What you will do: Give the lines below as a Markdown table with two columns, "No." for the row number and "Line" for the line itself, leaving out any blank lines.

━━━━━ Data in this exercise

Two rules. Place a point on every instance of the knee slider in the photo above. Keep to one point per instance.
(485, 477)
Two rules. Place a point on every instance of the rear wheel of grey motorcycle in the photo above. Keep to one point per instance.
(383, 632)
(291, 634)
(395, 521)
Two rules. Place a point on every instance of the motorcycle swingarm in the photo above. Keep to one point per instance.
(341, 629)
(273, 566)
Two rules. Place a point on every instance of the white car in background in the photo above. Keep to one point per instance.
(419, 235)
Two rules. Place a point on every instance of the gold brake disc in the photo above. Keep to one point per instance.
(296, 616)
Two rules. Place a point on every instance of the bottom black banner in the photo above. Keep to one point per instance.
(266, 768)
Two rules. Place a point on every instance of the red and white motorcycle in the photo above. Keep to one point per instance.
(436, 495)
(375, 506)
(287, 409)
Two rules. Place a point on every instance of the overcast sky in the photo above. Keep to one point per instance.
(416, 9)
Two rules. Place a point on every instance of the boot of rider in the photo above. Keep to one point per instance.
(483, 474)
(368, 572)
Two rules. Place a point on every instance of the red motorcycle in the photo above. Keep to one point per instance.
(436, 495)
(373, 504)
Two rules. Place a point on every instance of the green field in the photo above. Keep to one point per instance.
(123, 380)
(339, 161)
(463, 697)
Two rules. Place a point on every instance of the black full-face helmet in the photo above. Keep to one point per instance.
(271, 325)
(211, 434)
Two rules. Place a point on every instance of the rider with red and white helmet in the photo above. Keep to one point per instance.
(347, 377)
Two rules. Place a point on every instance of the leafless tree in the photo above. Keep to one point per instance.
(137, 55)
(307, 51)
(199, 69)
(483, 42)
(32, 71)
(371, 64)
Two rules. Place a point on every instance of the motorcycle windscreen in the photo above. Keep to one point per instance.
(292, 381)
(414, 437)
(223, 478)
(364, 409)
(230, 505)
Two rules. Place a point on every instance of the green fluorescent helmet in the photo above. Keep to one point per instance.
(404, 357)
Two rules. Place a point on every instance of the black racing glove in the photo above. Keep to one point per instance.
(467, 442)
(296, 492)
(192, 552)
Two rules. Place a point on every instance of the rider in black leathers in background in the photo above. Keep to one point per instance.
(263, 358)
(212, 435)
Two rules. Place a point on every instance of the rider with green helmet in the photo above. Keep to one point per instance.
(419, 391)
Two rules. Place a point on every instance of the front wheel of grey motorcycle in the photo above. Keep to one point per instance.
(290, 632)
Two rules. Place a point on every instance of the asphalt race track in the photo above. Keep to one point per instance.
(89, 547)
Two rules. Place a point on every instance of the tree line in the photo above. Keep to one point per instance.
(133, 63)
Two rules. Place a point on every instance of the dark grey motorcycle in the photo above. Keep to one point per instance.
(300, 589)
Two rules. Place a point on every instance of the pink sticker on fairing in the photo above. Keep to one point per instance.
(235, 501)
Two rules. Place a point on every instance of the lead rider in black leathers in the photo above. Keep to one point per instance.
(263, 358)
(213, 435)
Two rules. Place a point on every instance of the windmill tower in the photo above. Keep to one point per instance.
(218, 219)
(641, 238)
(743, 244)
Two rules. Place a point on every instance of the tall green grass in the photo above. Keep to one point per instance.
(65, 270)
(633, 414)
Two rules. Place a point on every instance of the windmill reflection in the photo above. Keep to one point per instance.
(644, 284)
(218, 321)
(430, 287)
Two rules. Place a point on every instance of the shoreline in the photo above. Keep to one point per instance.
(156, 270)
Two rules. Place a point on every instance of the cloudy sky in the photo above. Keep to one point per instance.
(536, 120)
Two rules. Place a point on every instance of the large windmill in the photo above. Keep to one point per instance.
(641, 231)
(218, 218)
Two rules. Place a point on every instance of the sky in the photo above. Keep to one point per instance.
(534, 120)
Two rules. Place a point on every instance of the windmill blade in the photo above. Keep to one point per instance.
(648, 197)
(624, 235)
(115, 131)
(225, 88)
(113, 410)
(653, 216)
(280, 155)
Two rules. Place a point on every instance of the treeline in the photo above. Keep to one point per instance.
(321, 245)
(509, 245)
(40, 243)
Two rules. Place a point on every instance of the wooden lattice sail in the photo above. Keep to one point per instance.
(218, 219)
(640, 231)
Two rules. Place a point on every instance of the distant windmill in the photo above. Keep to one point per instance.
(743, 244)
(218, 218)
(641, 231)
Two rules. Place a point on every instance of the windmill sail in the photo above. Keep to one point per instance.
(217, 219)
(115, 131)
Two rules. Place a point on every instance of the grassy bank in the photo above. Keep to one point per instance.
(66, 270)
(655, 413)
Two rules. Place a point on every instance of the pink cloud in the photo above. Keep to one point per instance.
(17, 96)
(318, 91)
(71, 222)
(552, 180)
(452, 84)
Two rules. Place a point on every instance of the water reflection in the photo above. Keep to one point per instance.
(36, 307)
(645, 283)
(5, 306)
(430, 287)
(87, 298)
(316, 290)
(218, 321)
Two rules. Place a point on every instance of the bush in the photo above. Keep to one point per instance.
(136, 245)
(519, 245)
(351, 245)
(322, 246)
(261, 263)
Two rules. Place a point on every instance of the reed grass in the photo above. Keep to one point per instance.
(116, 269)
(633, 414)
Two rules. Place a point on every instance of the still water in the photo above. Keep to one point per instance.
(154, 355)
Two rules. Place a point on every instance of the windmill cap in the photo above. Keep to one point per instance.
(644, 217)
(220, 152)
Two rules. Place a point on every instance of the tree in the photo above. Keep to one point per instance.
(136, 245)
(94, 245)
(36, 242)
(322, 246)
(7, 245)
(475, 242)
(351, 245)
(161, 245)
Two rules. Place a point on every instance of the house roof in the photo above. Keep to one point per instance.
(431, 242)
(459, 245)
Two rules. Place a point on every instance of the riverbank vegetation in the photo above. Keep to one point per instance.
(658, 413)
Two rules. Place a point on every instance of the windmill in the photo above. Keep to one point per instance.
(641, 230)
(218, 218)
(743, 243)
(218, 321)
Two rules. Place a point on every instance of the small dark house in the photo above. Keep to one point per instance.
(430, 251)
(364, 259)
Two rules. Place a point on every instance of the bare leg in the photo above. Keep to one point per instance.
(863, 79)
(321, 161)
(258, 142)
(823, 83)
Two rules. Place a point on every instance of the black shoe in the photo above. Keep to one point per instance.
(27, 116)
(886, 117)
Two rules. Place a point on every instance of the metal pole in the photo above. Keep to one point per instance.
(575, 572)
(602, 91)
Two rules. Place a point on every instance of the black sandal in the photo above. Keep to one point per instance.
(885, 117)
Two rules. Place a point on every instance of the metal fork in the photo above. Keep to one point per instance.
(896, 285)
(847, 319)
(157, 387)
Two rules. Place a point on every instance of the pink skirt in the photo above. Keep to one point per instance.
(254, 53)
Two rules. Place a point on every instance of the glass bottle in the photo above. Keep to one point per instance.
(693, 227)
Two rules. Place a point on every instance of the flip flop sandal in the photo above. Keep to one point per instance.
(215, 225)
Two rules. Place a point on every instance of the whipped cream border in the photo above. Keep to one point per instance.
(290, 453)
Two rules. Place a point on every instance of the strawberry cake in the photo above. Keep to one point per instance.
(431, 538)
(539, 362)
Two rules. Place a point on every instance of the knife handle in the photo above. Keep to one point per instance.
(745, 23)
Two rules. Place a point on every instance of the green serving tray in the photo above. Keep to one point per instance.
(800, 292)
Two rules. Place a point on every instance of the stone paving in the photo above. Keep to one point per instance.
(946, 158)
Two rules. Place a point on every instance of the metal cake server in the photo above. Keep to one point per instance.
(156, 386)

━━━━━━━━━━

Answer below:
| No. | Line |
|---|---|
| 1 | Two rules. Place a point on every instance of the knee slider in the photo above. Keep to one point per instance. |
| 2 | (485, 477) |
| 3 | Two rules. Place a point on every instance of the rear wheel of grey motorcycle in the photo above. Keep to one point per instance. |
| 4 | (383, 632) |
| 5 | (291, 634) |
| 6 | (395, 521) |
| 7 | Two rules. Place a point on every instance of the motorcycle swingarm in the photo above. Keep to one point per instance. |
| 8 | (341, 629) |
| 9 | (273, 566) |
| 10 | Two rules. Place a point on every instance of the white car in background in the photo above. Keep to one point per instance. |
| 11 | (419, 235) |
| 12 | Two rules. Place a point on every instance of the gold brake disc in the photo above. Keep to one point per instance. |
| 13 | (296, 616) |
| 14 | Two rules. Place a point on every instance of the bottom black banner in the photo above. Keep to one point per instance. |
| 15 | (266, 768) |
| 16 | Two rules. Place a point on every instance of the red and white motorcycle in the photo above. Keep to one point per instance. |
| 17 | (436, 495) |
| 18 | (375, 506) |
| 19 | (287, 409) |
| 20 | Two rules. Place a point on every instance of the overcast sky in the photo above. Keep to one point per instance. |
| 21 | (416, 9) |
| 22 | Two rules. Place a point on every instance of the boot of rider in the photo above. Keep to one point per instance. |
| 23 | (483, 474) |
| 24 | (368, 572) |
| 25 | Two rules. Place a point on every instance of the red motorcycle in the photo above. Keep to one point per instance. |
| 26 | (436, 495) |
| 27 | (373, 504) |
| 28 | Two rules. Place a point on every instance of the green field in the photo above. Keep to one point per instance. |
| 29 | (123, 380) |
| 30 | (339, 161) |
| 31 | (463, 697) |
| 32 | Two rules. Place a point on every instance of the black full-face helmet in the photo above. Keep to one point per instance. |
| 33 | (271, 325) |
| 34 | (211, 434) |
| 35 | Two rules. Place a point on every instance of the rider with red and white helmet in the photo above. Keep to one point per instance. |
| 36 | (347, 377) |
| 37 | Two rules. Place a point on every instance of the leafless tree in the photo above. Keep to one point per instance. |
| 38 | (137, 55) |
| 39 | (307, 51) |
| 40 | (199, 69) |
| 41 | (483, 42) |
| 42 | (32, 71) |
| 43 | (371, 64) |
| 44 | Two rules. Place a point on every instance of the motorcycle windscreen in the photo above. Keep to one point per instance. |
| 45 | (292, 381) |
| 46 | (414, 437) |
| 47 | (223, 478) |
| 48 | (364, 409) |
| 49 | (230, 505) |
| 50 | Two rules. Place a point on every instance of the green fluorescent helmet in the photo above. Keep to one point per instance. |
| 51 | (404, 357) |
| 52 | Two rules. Place a point on every instance of the black racing glove in the photo above. Keep to one point per instance. |
| 53 | (467, 442) |
| 54 | (296, 492) |
| 55 | (192, 552) |
| 56 | Two rules. Place a point on every instance of the rider in black leathers in background in the photo above. Keep to one point per instance. |
| 57 | (263, 358) |
| 58 | (212, 435) |
| 59 | Two rules. Place a point on every instance of the rider with green helmet in the photo above. Keep to one point per instance. |
| 60 | (419, 391) |
| 61 | Two rules. Place a point on every instance of the front wheel of grey motorcycle in the photo above. Keep to one point per instance. |
| 62 | (290, 632) |
| 63 | Two rules. Place a point on every instance of the asphalt race track in the photo above. Keep to one point per instance. |
| 64 | (89, 547) |
| 65 | Two rules. Place a point on every instance of the tree line in the photo above. Keep to one point per instance. |
| 66 | (133, 63) |
| 67 | Two rules. Place a point on every instance of the dark grey motorcycle in the photo above. Keep to one point per instance. |
| 68 | (300, 589) |
| 69 | Two rules. Place a point on every instance of the pink sticker on fairing in the photo above. Keep to one point per instance. |
| 70 | (235, 501) |
| 71 | Two rules. Place a point on every instance of the lead rider in black leathers in the photo above. Keep to one point per instance. |
| 72 | (263, 358) |
| 73 | (213, 435) |
| 74 | Two rules. Place a point on every instance of the windmill tower in the photo above. Keep to one point per instance. |
| 75 | (218, 219) |
| 76 | (641, 238) |
| 77 | (743, 244) |
| 78 | Two rules. Place a point on every instance of the tall green grass in the photo above. Keep to one point per instance. |
| 79 | (65, 270) |
| 80 | (633, 414) |
| 81 | Two rules. Place a point on every instance of the windmill reflection in the photo above. Keep to one point per instance. |
| 82 | (644, 284) |
| 83 | (218, 321) |
| 84 | (430, 287) |
| 85 | Two rules. Place a point on every instance of the shoreline in the photo above. Keep to one point per instance. |
| 86 | (156, 270) |
| 87 | Two rules. Place a point on every instance of the cloudy sky in the photo above. Keep to one point per instance. |
| 88 | (536, 120) |
| 89 | Two rules. Place a point on every instance of the large windmill in the photo above. Keep to one point per instance. |
| 90 | (641, 231) |
| 91 | (218, 218) |
| 92 | Two rules. Place a point on every instance of the sky in the photo above. Keep to one point per instance. |
| 93 | (534, 120) |
| 94 | Two rules. Place a point on every instance of the windmill blade in the photo above. Keep to one point per instance. |
| 95 | (648, 197) |
| 96 | (624, 235) |
| 97 | (115, 131) |
| 98 | (225, 88) |
| 99 | (113, 410) |
| 100 | (653, 216) |
| 101 | (280, 155) |
| 102 | Two rules. Place a point on every instance of the treeline in the photo above. Keep to one point per instance. |
| 103 | (321, 245) |
| 104 | (509, 245) |
| 105 | (40, 243) |
| 106 | Two rules. Place a point on every instance of the wooden lattice sail in the photo above. Keep to one point per instance. |
| 107 | (218, 219) |
| 108 | (640, 231) |
| 109 | Two rules. Place a point on every instance of the distant windmill in the photo above. Keep to one point per instance. |
| 110 | (743, 244) |
| 111 | (218, 218) |
| 112 | (641, 231) |
| 113 | Two rules. Place a point on every instance of the windmill sail in the photo above. Keep to one point per instance. |
| 114 | (217, 219) |
| 115 | (115, 131) |
| 116 | Two rules. Place a point on every instance of the grassy bank in the photo above. Keep to one point per instance. |
| 117 | (66, 270) |
| 118 | (655, 413) |
| 119 | Two rules. Place a point on every instance of the pink cloud in the photo above. Keep to one point per instance. |
| 120 | (17, 96) |
| 121 | (318, 91) |
| 122 | (71, 222) |
| 123 | (552, 180) |
| 124 | (452, 84) |
| 125 | Two rules. Place a point on every instance of the water reflection in the photo above. Keep to one point per instance. |
| 126 | (36, 307) |
| 127 | (645, 283) |
| 128 | (5, 306) |
| 129 | (430, 287) |
| 130 | (87, 298) |
| 131 | (316, 290) |
| 132 | (218, 321) |
| 133 | Two rules. Place a point on every instance of the bush in the photo above. Keep to one point per instance. |
| 134 | (136, 245) |
| 135 | (519, 245) |
| 136 | (351, 245) |
| 137 | (322, 246) |
| 138 | (261, 263) |
| 139 | Two rules. Place a point on every instance of the reed grass in the photo above. Keep to one point per instance. |
| 140 | (116, 269) |
| 141 | (633, 414) |
| 142 | Two rules. Place a point on every instance of the still water in the photo above. Keep to one point per instance. |
| 143 | (154, 355) |
| 144 | Two rules. Place a point on every instance of the windmill cap in the photo above. Keep to one point per instance. |
| 145 | (644, 217) |
| 146 | (220, 152) |
| 147 | Two rules. Place a point on every instance of the tree in the photo above. Keep to one point per instance. |
| 148 | (136, 245) |
| 149 | (94, 245) |
| 150 | (36, 242) |
| 151 | (322, 246) |
| 152 | (7, 245) |
| 153 | (475, 242) |
| 154 | (351, 245) |
| 155 | (161, 245) |
| 156 | Two rules. Place a point on every instance of the house roof in the photo above. Keep to one point per instance. |
| 157 | (431, 242) |
| 158 | (459, 245) |
| 159 | Two rules. Place a point on every instance of the riverbank vegetation in the photo above. Keep to one point per instance. |
| 160 | (658, 413) |
| 161 | Two rules. Place a point on every instance of the windmill in the photo above. Keep to one point per instance. |
| 162 | (641, 230) |
| 163 | (218, 218) |
| 164 | (743, 243) |
| 165 | (218, 321) |
| 166 | Two rules. Place a point on every instance of the small dark house in the photo above. Keep to one point per instance. |
| 167 | (430, 251) |
| 168 | (364, 259) |
| 169 | Two rules. Place a point on every instance of the bare leg in the photo above. Keep to one point per instance. |
| 170 | (863, 79) |
| 171 | (321, 161) |
| 172 | (258, 142) |
| 173 | (823, 83) |
| 174 | Two rules. Place a point on every instance of the black shoe in the photo above. Keep to one point per instance. |
| 175 | (27, 116) |
| 176 | (886, 117) |
| 177 | Two rules. Place a point on every instance of the metal pole in the photo above. Keep to one point per instance. |
| 178 | (575, 572) |
| 179 | (602, 91) |
| 180 | Two rules. Place a point on every instance of the black sandal in the photo above. Keep to one point per instance. |
| 181 | (885, 117) |
| 182 | Two rules. Place a point on every instance of the metal fork in the photo above. Keep to one point per instance. |
| 183 | (896, 285) |
| 184 | (847, 319) |
| 185 | (157, 387) |
| 186 | Two rules. Place a point on every instance of the pink skirt in the photo above. Keep to one point per instance. |
| 187 | (254, 53) |
| 188 | Two rules. Place a point on every instance of the glass bottle in the photo above. Keep to one point per instance. |
| 189 | (693, 227) |
| 190 | Two rules. Place a point on every instance of the flip flop sandal in the photo above. Keep to one point per instance. |
| 191 | (215, 225) |
| 192 | Two rules. Place a point on every instance of the whipped cream border in the photo above. Keep to one point per instance. |
| 193 | (290, 453) |
| 194 | Two rules. Place a point on every instance of the strawberry cake in the photo above. Keep to one point per instance. |
| 195 | (431, 538) |
| 196 | (539, 362) |
| 197 | Two rules. Place a point on every instance of the knife handle in the photo above. Keep to one point per instance. |
| 198 | (745, 23) |
| 199 | Two rules. Place a point on every instance of the green serving tray in the photo above. Keep to one point per instance. |
| 200 | (800, 292) |
| 201 | Two rules. Place a point on every instance of the stone paving in the photo above. Keep to one point per instance. |
| 202 | (946, 158) |
| 203 | Two rules. Place a point on every instance of the metal cake server in the photo above. Keep to one point per instance. |
| 204 | (156, 386) |